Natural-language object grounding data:
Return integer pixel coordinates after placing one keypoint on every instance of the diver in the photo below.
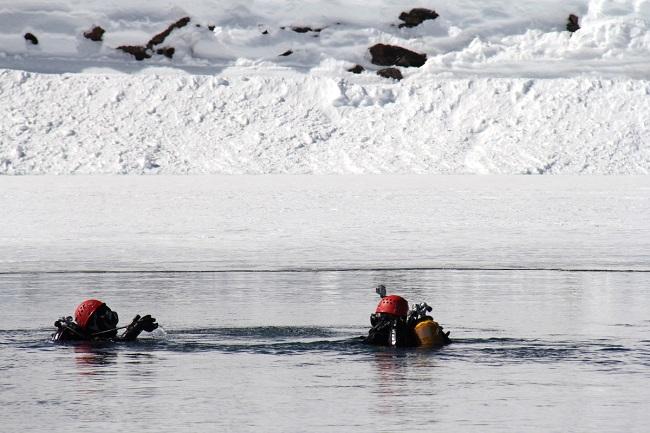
(394, 325)
(95, 321)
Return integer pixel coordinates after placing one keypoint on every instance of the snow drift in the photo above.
(505, 88)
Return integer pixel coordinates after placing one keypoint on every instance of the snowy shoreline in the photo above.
(285, 122)
(500, 88)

## TASK DIRECTIONS:
Only the last part of the entries above is needed: please copy the line with "shoreline in the photo above." and each line after it exactly.

## EXPECTED OUTPUT:
Return integer pixel coordinates after placing one keypoint on every instance of the snowy shoreline in the photo above.
(285, 122)
(500, 88)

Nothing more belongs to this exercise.